TASK TO COMPLETE: Retype every line of the material below without changing a single character.

Point placement records
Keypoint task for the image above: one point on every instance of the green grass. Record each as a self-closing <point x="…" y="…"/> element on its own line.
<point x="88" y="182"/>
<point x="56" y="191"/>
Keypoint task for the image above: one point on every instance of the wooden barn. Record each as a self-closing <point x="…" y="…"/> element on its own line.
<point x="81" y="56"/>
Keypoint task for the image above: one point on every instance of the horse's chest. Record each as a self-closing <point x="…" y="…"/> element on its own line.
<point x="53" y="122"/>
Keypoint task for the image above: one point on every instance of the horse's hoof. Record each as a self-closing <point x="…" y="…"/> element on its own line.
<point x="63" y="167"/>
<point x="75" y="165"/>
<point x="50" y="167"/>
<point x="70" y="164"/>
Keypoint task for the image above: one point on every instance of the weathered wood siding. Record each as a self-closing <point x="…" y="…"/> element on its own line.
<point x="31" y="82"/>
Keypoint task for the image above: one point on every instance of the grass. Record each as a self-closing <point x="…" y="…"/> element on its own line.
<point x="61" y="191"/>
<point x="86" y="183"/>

SOLUTION:
Keypoint task for the image above: one point on every instance of the green grass. Record each as a self-closing <point x="…" y="…"/> element on its own line.
<point x="88" y="182"/>
<point x="56" y="191"/>
Keypoint task for the image above: one point on every instance of the wooden barn. Record each as a self-closing <point x="…" y="…"/> element on its own line.
<point x="81" y="56"/>
Keypoint task for the image above: one point on every instance of the horse's chest. Record each as a self-closing <point x="…" y="…"/> element on its own line.
<point x="53" y="122"/>
Keypoint task for the image above: one point on every instance of the horse's hoof. Record each as a self-closing <point x="…" y="…"/> element on its own line.
<point x="63" y="167"/>
<point x="75" y="165"/>
<point x="50" y="167"/>
<point x="70" y="164"/>
Keypoint task for the image above: one point on every instance of the weathered wood siding. Record each as a self-closing <point x="…" y="…"/> element on its own line.
<point x="31" y="82"/>
Keypoint task for the image above: one point on every instance of the grass. Record each as a self-closing <point x="…" y="…"/> element on its own line.
<point x="61" y="191"/>
<point x="86" y="183"/>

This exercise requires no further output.